EJERCICIO PROPUESTO 1: Repite el fragmento del artículo sobre Xi Jinping que va desde "George Friedman, fundador" hasta "los fenómenos asiáticos.", ambos incluidos.

++++++++++++++++++++

George Friedman, fundador de la firma de análisis político estratégico Stratfor en 1996, es hoy el director de GeopoliticalFutures, una publicación digital que analiza prospectivamente el curso de los hechos globales. En opinión del destacado analista americano de origen húngaro graduado de Cornell, la visión que tenemos del coloso que ejerce hoy la jefatura del gobierno, del Estado y del Partido Comunista en China se encuentra algo distanciada de la realidad y matizada su percepción por la manera sesgada que tenemos en Occidente de percibir los fenómenos asiáticos. 

No se trata de que China no tenga la descomunal importancia que reviste en la escena planetaria. ¿Cómo negar que las solas dimensiones de lo chino son capaces de alterar, para bien y para mal, la dinámica de todo el planeta? Se trata, para Friedman, de que el líder máximo del Imperio del Medio descansa sobre una imagen de poder digna de un titán, fabricada por sí mismo y con las herramientas que le otorga estar al frente de una nación totalitaria con un dominio absoluto e irrestricto de la comunicación frente a sus nacionales y de cara a los terceros. En dos palabras, un montaje.

La inoculación del miedo, del temor inconsciente o consciente hacia el líder, ha sido una táctica utilizada por numerosos dirigentes a lo largo de la historia. Se gobierna mejor cuando quien lleva las riendas es capaz de generar pánico reverencial. De allí que el hombre se haya involucrado seriamente en una lucha anticorrupción dentro de sus fronteras –lo que muchas veces no pasa de ser una purga política– y que todas sus apariciones en lo externo, si no grandilocuentes, son de inmensa contundencia. Para muestra un botón: la política de “Un cinturón, un camino” o la de “Una sola China”, o la rivalidad manifiesta con Estados Unidos o sus hegemónicas iniciativas vis à vis el resto de los países de Asia. 

Tampoco es posible negar que Xi Jinping es un dictador. Y que la transición de presidente a dictador se ha producido de la misma manera que históricamente en China: cada período de debilidad ha requerido de un hombre en extremo fuerte a la cabeza. Para contrarrestar los malestares de la galopante pobreza que experimentan no 20 ni 30 ni 80 millones, sino 800 millones de chinos, la mirada del gobierno tiene que estar enfocada en la represión, tanto como en el avance económico para incorporar a los excluidos. Solo que la incorporación es bastante más lenta que la efervescencia del descontento. La pérdida de la lealtad hacia Pekín se va haciendo material en la medida en que las necesidades de la población no son atendidas adecuadamente.

Así, pues, cada sistema tiene en su interior la semilla de su propia destrucción. Puede que Xi, dentro de su manera propia de abordar la gravitación que China desea protagonizar sobre el resto del mundo, se evidencie como un gigante fuerte y agresivo… pero torpe. El mejor exponente es la diatriba comercial con el presidente de Estados Unidos, en la que China lleva todas las de perder.

Al interior de su país, las disidencias son continuas aunque ni una línea en los medios oficiales lo refleje.

De allí que el gigante Xi, que cacarea tanto su fortaleza, puede terminar teniendo quebradizos pies de barro.

++++++++++++++++++++

EJERCICIO PROPUESTO 2: Filtra las filas y copia todas las que contengan la palabra "mountain". Las mayúsculas y minúsculas cuentan.

(Líneas de datos)
++++++++++++++++++++

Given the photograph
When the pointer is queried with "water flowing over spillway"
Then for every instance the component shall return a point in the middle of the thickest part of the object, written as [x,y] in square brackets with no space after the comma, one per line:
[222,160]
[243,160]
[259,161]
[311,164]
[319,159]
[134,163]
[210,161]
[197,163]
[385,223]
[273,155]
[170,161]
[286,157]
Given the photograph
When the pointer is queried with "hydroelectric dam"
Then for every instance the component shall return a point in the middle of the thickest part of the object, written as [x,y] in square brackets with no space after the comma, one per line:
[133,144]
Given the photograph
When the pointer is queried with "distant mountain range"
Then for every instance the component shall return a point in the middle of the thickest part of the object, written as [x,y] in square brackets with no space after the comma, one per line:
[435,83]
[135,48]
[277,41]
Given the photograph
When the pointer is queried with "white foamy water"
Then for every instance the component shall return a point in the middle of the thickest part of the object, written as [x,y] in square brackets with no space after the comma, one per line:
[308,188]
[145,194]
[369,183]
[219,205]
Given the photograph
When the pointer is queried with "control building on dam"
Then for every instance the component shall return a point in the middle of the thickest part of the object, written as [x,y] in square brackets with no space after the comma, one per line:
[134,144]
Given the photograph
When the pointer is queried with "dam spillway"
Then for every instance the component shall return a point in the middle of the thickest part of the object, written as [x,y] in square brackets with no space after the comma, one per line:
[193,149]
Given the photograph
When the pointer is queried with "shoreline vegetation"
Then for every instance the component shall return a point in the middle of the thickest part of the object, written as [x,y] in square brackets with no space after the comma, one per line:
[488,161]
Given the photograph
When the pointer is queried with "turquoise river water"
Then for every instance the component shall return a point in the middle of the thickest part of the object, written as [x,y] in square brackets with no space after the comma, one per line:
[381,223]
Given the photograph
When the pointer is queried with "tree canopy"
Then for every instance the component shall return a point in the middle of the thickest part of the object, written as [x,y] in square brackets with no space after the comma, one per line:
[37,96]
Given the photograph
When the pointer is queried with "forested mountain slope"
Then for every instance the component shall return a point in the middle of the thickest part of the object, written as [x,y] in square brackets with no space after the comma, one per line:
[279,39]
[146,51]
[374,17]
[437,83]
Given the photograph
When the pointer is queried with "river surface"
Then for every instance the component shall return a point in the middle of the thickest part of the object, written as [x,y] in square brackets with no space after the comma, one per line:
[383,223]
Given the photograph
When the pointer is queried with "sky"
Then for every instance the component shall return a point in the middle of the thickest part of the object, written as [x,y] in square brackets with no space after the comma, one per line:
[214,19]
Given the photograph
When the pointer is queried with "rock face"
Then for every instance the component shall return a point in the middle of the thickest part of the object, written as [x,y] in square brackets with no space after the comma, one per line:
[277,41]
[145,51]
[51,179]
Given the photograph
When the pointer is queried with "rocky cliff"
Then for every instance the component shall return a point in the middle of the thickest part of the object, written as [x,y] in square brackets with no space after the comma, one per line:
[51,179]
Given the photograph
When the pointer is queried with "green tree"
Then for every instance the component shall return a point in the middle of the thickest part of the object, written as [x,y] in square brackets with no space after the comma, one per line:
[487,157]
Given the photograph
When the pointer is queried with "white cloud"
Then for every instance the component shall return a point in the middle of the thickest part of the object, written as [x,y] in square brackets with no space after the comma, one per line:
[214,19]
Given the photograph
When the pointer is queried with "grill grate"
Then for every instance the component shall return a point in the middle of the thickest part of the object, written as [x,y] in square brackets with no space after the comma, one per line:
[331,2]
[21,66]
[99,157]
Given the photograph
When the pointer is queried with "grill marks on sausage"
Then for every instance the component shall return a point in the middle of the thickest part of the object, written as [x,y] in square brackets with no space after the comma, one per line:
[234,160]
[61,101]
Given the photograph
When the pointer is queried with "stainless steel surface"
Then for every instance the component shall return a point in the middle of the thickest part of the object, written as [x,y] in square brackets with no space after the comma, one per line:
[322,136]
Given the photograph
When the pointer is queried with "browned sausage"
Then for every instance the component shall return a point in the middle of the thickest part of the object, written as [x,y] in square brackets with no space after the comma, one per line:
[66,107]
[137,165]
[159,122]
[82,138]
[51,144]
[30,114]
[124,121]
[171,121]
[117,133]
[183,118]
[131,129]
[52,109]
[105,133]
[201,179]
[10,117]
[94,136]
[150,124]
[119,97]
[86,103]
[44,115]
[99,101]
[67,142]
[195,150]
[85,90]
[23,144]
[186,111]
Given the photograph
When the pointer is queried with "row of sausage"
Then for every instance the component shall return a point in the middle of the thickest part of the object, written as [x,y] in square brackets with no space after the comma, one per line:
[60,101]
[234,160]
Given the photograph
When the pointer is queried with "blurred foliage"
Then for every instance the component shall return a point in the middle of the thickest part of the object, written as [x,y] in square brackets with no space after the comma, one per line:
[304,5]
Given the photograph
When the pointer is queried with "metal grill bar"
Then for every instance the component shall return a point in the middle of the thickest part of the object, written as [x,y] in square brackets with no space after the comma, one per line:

++++++++++++++++++++

RESPUESTA DESARROLLADA 1:
George Friedman, fundador de la firma de análisis político estratégico Stratfor en 1996, es hoy el director de GeopoliticalFutures, una publicación digital que analiza prospectivamente el curso de los hechos globales. En opinión del destacado analista americano de origen húngaro graduado de Cornell, la visión que tenemos del coloso que ejerce hoy la jefatura del gobierno, del Estado y del Partido Comunista en China se encuentra algo distanciada de la realidad y matizada su percepción por la manera sesgada que tenemos en Occidente de percibir los fenómenos asiáticos.

RESPUESTA DESARROLLADA 2:
When the pointer is queried with "distant mountain range"
When the pointer is queried with "forested mountain slope"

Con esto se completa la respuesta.